- _Set problem_
Print all of the lines exactly. Any picture among them stays out.

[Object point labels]
>>>>>
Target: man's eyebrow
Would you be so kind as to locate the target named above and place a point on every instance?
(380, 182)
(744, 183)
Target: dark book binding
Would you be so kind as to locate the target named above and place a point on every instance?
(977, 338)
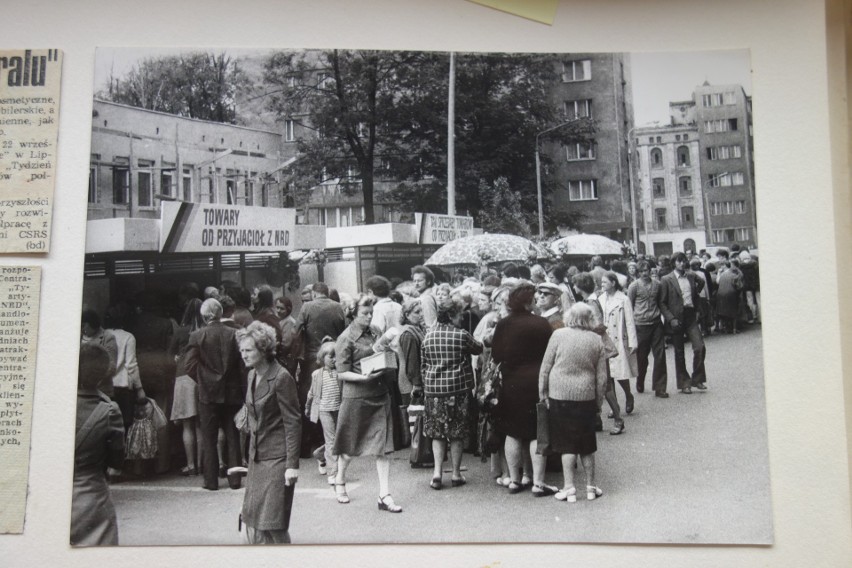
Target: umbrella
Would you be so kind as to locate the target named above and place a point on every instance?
(487, 249)
(586, 245)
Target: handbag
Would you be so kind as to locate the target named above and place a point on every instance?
(142, 435)
(488, 393)
(421, 446)
(241, 420)
(542, 429)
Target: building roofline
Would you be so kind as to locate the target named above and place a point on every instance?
(161, 113)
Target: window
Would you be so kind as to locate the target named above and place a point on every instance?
(166, 183)
(719, 99)
(93, 184)
(660, 218)
(145, 184)
(230, 189)
(578, 109)
(581, 151)
(582, 190)
(249, 188)
(576, 70)
(121, 181)
(687, 217)
(724, 152)
(187, 184)
(726, 179)
(721, 125)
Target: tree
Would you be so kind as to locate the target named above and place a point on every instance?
(355, 102)
(501, 210)
(195, 85)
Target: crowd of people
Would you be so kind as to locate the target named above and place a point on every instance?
(512, 364)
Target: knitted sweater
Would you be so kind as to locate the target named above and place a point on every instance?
(574, 367)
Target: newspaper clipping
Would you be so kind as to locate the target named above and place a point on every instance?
(19, 306)
(29, 123)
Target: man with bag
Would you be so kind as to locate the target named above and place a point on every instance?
(678, 303)
(212, 360)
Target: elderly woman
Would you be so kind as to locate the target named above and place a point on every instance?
(364, 423)
(274, 421)
(99, 444)
(621, 328)
(548, 300)
(519, 342)
(448, 384)
(410, 341)
(572, 382)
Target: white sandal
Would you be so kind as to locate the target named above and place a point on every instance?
(567, 494)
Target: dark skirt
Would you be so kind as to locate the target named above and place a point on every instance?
(364, 427)
(447, 417)
(266, 506)
(572, 426)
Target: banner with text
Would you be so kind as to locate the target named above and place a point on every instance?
(203, 227)
(440, 229)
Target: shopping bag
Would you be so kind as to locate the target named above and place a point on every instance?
(401, 432)
(421, 446)
(141, 440)
(542, 429)
(158, 417)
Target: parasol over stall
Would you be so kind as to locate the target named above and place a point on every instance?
(487, 249)
(586, 245)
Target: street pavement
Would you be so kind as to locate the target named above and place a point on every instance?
(688, 469)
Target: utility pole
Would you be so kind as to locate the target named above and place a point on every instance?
(451, 142)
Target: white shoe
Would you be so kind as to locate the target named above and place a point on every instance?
(567, 494)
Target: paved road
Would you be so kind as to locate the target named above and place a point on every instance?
(689, 469)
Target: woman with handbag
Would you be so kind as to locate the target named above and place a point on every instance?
(448, 385)
(572, 383)
(275, 424)
(621, 328)
(99, 444)
(519, 342)
(365, 422)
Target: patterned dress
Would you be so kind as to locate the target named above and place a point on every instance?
(448, 381)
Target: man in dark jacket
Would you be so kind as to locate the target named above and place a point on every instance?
(679, 306)
(212, 359)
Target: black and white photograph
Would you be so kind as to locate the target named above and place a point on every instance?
(358, 296)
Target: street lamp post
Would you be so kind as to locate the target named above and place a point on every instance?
(538, 173)
(633, 223)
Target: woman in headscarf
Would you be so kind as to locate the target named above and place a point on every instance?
(519, 342)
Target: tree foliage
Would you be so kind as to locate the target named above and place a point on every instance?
(501, 210)
(386, 112)
(195, 85)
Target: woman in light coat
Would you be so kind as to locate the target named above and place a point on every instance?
(621, 328)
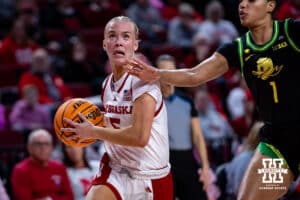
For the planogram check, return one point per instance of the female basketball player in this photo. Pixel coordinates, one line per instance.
(267, 57)
(136, 163)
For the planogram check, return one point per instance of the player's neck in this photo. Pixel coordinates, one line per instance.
(118, 73)
(262, 33)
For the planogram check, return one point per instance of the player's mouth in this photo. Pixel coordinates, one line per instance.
(119, 53)
(242, 14)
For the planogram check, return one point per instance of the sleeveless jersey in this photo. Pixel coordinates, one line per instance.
(118, 98)
(271, 71)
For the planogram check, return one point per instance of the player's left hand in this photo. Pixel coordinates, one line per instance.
(142, 70)
(81, 130)
(206, 177)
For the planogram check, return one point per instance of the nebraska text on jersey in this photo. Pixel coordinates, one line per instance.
(118, 109)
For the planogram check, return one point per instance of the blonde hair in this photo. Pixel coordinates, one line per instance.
(123, 19)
<<<<<
- _Reply_
Target: man's eyebrow
Would you be so kind as to locate the target named above and place a point on every instance?
(380, 182)
(744, 183)
Target: dark book binding
Would you be so kind as to locate the target named above and place a point on every instance?
(977, 338)
Target: umbrella
Would you be so kind as to locate the target named above and place a point on every instance?
(487, 249)
(586, 245)
Target: handbag
Would you be so kind as to locate the target named above and place a point on every instance?
(142, 435)
(488, 393)
(421, 446)
(241, 420)
(542, 429)
Target: building roofline
Would you be so kind as to locate the target named above and place a point on every instance?
(161, 113)
Target: window
Would you be so kind as to locate the target named above and place a point on every instance?
(166, 183)
(719, 99)
(93, 184)
(660, 218)
(145, 184)
(230, 189)
(578, 109)
(581, 151)
(582, 190)
(249, 188)
(576, 70)
(121, 181)
(687, 217)
(724, 152)
(187, 184)
(726, 179)
(721, 125)
Target: tree
Would you be so kind as to locate the target named above and place a point on every instance?
(355, 102)
(501, 210)
(195, 85)
Target: crowd of people
Would you be so kind as to locate the target named above and place a point on every instance?
(512, 364)
Target: knitted sweater
Would you be so kind as to locate the target named above and place a point on every instance?
(574, 367)
Target: newspaper clipping
Would you be so kind as to locate the target named above and place a point on every instance?
(19, 306)
(29, 123)
Target: man with bag
Would you be so kind as to locate the target named above and place a point on every instance?
(678, 303)
(212, 360)
Target: elderly woman
Would you be so kind as to locate the target named above and place a point on every instance?
(364, 423)
(274, 421)
(99, 444)
(621, 328)
(548, 300)
(519, 342)
(448, 384)
(410, 341)
(572, 382)
Target: white sandal
Would you be so kind as to locate the target named above and place a point on every instance?
(567, 494)
Target: dark skirt
Would you be so kind as to locate the target named above and place a point on every instance?
(364, 427)
(447, 417)
(266, 506)
(572, 426)
Target: banner with text
Would you be so kind as to locate the target named above and place a point on every instance?
(203, 227)
(440, 229)
Target: shopping bag
Would you be so kind as to locate the target named above and place a point on every instance?
(401, 432)
(421, 446)
(141, 440)
(542, 429)
(158, 417)
Target: parasol over stall
Would you be so kind as to locate the target named above and place a point on every instance?
(487, 249)
(586, 245)
Target: street pavement
Would you be so kind as to locate the target named above and place a point on every instance?
(688, 469)
Target: utility pole
Would you be so kind as to locate the target named above and place a point on every instance?
(451, 142)
Target: white shoe
Would you be so kind as to locate the target named above and place a point on every instance?
(567, 494)
Target: paved road
Would you be so kind as to locate the target named above and place a point on every instance?
(689, 469)
Target: woman with handbag
Would you be so kind as to locate the target named above and place a point on every instance?
(448, 385)
(572, 383)
(275, 424)
(621, 328)
(99, 444)
(519, 342)
(365, 422)
Target: patterned dress
Would you be so kind as to locate the target named above and place a point on every instance?
(448, 381)
Target: man in dark jacket
Would you be so kind as to locate the target named above and place a point on every instance?
(679, 306)
(212, 359)
Target: black and white photograph
Would you be so kind as to locate the target named above and place a point on every instance?
(358, 296)
Target: street lamp post
Would you be so kind as to locate the target named above and place a point on every instance?
(538, 173)
(633, 223)
Target: woman in headscarf
Would you be so kind as to locate the target named above and place a point on every instance?
(519, 342)
Target: tree foliage
Would you be so kind as to locate the target named above and place a point on every instance?
(501, 210)
(386, 112)
(195, 85)
Target: woman in light coat
Would you be so kind as to locate the target named above and place a point on every instance?
(621, 328)
For the planogram check, return one point per instance of the female basketball player in this photo. Pixel coordinates, one line per instance.
(267, 57)
(136, 163)
For the planogram check, return one point per instance of the player's neck in this photo. Pixel coordinates, one line per instance.
(118, 73)
(262, 33)
For the planogram check, return one point per instance of the player's mouth in this photo. Pixel coordinates, one line per instance.
(119, 53)
(242, 14)
For the planogram check, return one point per instance of the sleeveless jersey in this photo. Pixel coordinates, one line per instance.
(118, 98)
(271, 71)
For the planogram check, return one point per instance of the player's left hand in this photo. Pixel coordinates, one line per instance.
(142, 70)
(81, 130)
(206, 177)
For the planogram check, return one point per instance of the nebraska text on jersey in this photo. Pixel coordinates, one line per instance.
(118, 109)
For the planogram check, return one point per instance of the blonde hair in this photo. Pixel coordinates, one line per instance.
(123, 19)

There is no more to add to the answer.